En el siglo XIX una frase alentó a la nación emergente: la felicidad del pueblo es la finalidad del buen gobierno. Se asociaron dos extremos: buen gobierno y felicidad del pueblo. Así lo entendió el artículo 24 del Decreto Constitucional de Apatzingán (1814), primera Constitución mexicana. Hoy día, la Constitución de Bután reconoce el derecho humano a la felicidad.

El titular del Ejecutivo, lector de la historia, suele proclamar la felicidad que le depara el ejercicio de su gobierno. Al cabo de la reciente jornada electoral, el gobernante respondió muy orondo a una pregunta sobre su estado de ánimo: estoy feliz, feliz, feliz. Tres veces lanzó la palabra, como quien echa las campanas a vuelo.

Bien que esté feliz el gobernante. Pero quien tiene motivos para estar feliz es el pueblo, autor de las elecciones. En la jornada del 6 de junio tuvo un respiro que le permitió mostrar su fuerza. Abrió un paréntesis de señorío en la circunstancia opresiva que padecemos: salud y educación en crisis, criminalidad en auge, economía en picada, desempleo masivo, demagogia exuberante. En medio de todo —que no ha cesado—, el pueblo mexicano pudo estar, por unas horas, feliz, feliz, feliz. Lo ganó a pulso, a despecho de quienes procuraron evitarlo.

El 6 de junio se abrió un paréntesis luminoso en nuestra realidad sombría. Por un momento nos dio satisfacción y esperanza. No se entretuvo en el pasado. Miró hacia adelante, voluntarioso. Tuvimos una estupenda jornada, que no mellaron algunos tropiezos aislados. Los pesimistas pueden reconocer que en estas elecciones hubo triunfos notorios, que nos tienen felices, felices, felices.

## Enunciado
Reproduce íntegro y sin ningún cambio el texto sobre la felicidad y la jornada electoral.

[Datos de origen]
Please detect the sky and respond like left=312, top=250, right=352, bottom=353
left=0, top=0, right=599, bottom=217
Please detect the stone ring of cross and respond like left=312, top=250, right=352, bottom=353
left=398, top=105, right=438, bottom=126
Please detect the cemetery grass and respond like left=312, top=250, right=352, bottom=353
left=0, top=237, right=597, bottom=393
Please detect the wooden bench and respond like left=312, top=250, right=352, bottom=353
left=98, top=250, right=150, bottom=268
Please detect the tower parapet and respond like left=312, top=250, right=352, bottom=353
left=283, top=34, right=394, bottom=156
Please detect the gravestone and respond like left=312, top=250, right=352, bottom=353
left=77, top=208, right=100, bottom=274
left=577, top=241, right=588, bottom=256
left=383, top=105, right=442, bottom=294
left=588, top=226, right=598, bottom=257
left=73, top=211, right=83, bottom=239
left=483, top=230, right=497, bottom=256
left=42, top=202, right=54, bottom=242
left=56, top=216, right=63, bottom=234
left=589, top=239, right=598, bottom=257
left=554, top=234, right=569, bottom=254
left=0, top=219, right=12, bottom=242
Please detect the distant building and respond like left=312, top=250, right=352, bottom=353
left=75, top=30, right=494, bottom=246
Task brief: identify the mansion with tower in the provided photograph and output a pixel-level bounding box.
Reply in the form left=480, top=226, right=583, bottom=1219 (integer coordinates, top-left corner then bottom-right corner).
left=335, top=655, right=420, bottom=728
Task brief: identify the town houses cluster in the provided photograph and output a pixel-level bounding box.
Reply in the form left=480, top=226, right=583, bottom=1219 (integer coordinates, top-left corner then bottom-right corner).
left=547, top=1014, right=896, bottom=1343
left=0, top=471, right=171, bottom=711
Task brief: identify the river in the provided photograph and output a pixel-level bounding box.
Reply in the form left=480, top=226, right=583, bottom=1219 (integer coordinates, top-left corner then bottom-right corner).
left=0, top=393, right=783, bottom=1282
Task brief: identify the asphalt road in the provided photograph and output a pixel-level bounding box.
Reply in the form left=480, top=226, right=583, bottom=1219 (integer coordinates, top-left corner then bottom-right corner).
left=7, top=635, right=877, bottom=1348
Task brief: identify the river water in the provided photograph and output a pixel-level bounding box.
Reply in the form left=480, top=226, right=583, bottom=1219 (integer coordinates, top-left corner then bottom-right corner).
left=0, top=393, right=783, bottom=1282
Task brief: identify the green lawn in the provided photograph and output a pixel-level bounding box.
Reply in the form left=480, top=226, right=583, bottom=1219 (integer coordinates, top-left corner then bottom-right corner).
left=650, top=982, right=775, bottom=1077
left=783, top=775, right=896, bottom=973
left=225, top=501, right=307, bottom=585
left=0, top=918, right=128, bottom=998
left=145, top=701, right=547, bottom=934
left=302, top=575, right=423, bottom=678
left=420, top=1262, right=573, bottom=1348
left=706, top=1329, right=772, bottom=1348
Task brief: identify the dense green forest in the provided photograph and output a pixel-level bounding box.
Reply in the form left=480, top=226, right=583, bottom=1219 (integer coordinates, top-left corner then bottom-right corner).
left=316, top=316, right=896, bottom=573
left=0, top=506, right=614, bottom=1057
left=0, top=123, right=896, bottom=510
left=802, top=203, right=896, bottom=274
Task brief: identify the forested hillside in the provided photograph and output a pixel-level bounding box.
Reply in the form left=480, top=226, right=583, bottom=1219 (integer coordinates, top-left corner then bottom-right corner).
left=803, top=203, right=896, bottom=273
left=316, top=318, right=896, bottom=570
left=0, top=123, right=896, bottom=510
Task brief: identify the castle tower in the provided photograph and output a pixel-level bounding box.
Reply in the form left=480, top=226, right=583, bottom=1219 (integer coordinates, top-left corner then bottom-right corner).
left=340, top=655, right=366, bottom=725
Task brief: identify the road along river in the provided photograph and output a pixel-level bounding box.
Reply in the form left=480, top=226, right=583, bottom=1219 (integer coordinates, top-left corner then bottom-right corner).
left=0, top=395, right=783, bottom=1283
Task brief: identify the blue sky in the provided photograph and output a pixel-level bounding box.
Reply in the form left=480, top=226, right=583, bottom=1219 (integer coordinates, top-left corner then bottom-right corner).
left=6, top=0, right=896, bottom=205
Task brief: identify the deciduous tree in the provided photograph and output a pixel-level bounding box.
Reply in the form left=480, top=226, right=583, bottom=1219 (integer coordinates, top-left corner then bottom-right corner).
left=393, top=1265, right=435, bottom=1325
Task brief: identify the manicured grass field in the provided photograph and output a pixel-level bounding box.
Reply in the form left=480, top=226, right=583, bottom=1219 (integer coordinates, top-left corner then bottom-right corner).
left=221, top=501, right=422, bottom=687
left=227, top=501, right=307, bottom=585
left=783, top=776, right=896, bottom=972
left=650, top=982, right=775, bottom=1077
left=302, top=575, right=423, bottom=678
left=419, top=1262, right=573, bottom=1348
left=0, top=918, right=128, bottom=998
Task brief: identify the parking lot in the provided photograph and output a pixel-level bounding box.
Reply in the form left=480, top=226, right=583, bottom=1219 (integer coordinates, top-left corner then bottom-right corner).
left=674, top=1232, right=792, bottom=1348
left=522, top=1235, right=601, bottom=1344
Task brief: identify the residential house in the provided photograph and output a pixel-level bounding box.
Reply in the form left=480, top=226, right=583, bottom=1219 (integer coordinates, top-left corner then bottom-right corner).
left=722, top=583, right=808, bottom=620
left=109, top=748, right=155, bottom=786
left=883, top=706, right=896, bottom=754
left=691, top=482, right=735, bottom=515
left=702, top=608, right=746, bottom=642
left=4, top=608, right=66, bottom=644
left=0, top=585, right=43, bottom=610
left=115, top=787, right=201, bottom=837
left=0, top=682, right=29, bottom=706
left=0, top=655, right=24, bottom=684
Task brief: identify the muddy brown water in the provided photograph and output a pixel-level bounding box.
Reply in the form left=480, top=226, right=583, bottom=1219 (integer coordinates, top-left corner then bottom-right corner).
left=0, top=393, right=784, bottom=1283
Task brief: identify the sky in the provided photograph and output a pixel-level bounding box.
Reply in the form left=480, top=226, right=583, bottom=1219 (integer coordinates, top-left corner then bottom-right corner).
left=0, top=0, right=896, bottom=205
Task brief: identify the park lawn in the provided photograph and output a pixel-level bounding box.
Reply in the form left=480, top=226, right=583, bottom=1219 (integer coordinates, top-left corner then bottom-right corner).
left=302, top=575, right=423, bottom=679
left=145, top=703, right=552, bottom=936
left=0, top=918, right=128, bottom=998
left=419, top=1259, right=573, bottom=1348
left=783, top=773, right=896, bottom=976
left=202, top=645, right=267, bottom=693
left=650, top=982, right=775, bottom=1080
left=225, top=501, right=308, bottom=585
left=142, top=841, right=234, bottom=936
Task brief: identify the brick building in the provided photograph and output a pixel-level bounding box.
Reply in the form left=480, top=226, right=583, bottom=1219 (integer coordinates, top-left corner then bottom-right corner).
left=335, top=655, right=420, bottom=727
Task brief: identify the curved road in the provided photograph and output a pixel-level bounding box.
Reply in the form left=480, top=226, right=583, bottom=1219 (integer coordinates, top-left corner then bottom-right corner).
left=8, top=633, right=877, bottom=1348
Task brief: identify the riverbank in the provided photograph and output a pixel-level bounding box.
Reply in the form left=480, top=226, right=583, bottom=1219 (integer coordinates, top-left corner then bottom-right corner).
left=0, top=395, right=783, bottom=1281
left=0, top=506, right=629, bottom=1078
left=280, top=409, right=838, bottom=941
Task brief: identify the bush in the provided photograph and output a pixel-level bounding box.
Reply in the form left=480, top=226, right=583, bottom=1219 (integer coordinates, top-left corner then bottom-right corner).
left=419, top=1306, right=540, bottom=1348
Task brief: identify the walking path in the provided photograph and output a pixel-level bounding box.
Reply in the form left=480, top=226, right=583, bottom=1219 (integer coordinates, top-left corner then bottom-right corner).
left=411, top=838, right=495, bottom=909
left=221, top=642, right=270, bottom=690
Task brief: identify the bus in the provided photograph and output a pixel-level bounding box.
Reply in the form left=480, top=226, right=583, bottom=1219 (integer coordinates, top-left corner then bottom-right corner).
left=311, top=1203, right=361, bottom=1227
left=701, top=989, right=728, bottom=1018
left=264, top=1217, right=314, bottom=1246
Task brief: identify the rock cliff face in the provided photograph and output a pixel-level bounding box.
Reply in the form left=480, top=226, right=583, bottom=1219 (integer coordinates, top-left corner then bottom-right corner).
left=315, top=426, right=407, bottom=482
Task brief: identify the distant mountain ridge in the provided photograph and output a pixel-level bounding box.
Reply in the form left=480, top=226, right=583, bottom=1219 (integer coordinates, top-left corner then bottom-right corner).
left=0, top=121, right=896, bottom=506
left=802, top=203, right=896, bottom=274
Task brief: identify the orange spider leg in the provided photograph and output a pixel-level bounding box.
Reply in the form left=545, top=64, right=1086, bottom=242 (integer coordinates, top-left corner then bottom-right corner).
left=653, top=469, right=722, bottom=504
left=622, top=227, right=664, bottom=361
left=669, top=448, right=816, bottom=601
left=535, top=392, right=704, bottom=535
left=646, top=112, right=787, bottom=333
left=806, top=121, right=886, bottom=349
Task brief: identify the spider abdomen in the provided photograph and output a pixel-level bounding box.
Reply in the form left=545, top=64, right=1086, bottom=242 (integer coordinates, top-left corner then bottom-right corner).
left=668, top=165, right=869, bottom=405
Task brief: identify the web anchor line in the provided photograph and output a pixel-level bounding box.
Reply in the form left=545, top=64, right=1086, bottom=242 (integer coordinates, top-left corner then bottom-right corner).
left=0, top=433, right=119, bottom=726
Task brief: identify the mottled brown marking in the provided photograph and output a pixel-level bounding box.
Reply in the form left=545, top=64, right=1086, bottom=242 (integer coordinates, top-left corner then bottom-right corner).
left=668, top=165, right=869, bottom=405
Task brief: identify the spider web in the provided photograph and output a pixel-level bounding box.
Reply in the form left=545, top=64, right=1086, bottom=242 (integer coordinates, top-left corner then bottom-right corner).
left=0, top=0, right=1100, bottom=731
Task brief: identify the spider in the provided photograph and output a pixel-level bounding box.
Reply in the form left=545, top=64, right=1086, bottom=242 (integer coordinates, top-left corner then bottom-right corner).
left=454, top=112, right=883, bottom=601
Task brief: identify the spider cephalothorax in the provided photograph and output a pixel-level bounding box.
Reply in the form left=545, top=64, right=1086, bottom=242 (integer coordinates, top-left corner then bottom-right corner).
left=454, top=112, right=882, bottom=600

## Respuesta desarrollada
En el siglo XIX una frase alentó a la nación emergente: la felicidad del pueblo es la finalidad del buen gobierno. Se asociaron dos extremos: buen gobierno y felicidad del pueblo. Así lo entendió el artículo 24 del Decreto Constitucional de Apatzingán (1814), primera Constitución mexicana. Hoy día, la Constitución de Bután reconoce el derecho humano a la felicidad.

El titular del Ejecutivo, lector de la historia, suele proclamar la felicidad que le depara el ejercicio de su gobierno. Al cabo de la reciente jornada electoral, el gobernante respondió muy orondo a una pregunta sobre su estado de ánimo: estoy feliz, feliz, feliz. Tres veces lanzó la palabra, como quien echa las campanas a vuelo.

Bien que esté feliz el gobernante. Pero quien tiene motivos para estar feliz es el pueblo, autor de las elecciones. En la jornada del 6 de junio tuvo un respiro que le permitió mostrar su fuerza. Abrió un paréntesis de señorío en la circunstancia opresiva que padecemos: salud y educación en crisis, criminalidad en auge, economía en picada, desempleo masivo, demagogia exuberante. En medio de todo —que no ha cesado—, el pueblo mexicano pudo estar, por unas horas, feliz, feliz, feliz. Lo ganó a pulso, a despecho de quienes procuraron evitarlo.

El 6 de junio se abrió un paréntesis luminoso en nuestra realidad sombría. Por un momento nos dio satisfacción y esperanza. No se entretuvo en el pasado. Miró hacia adelante, voluntarioso. Tuvimos una estupenda jornada, que no mellaron algunos tropiezos aislados. Los pesimistas pueden reconocer que en estas elecciones hubo triunfos notorios, que nos tienen felices, felices, felices.